(Point annotation dataset items)
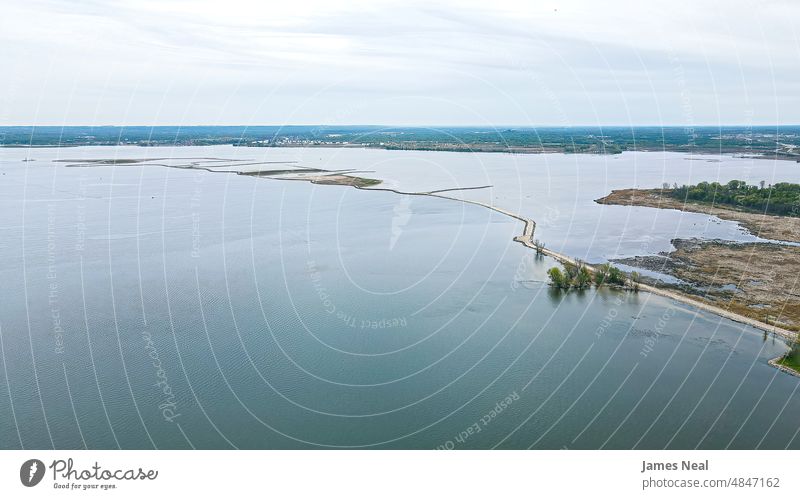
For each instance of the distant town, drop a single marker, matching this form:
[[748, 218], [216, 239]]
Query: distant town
[[777, 142]]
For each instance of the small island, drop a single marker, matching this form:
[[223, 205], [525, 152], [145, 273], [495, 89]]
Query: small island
[[755, 280]]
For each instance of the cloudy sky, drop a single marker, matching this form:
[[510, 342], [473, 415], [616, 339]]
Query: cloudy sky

### [Set task]
Reproduce every item above word for word, leaving out the pictures.

### [Result of this exercise]
For each instance of the distant town, drop a single marker, matching this form:
[[748, 218], [216, 239]]
Query: distant town
[[777, 142]]
For each instance of the small island, drop a single marker, matching this form:
[[223, 205], [525, 152], [145, 273], [495, 89]]
Query: small island
[[755, 280]]
For each instance of the cloudy sky, drop a single marker, matching this form:
[[510, 342], [473, 415], [616, 339]]
Query: cloudy sky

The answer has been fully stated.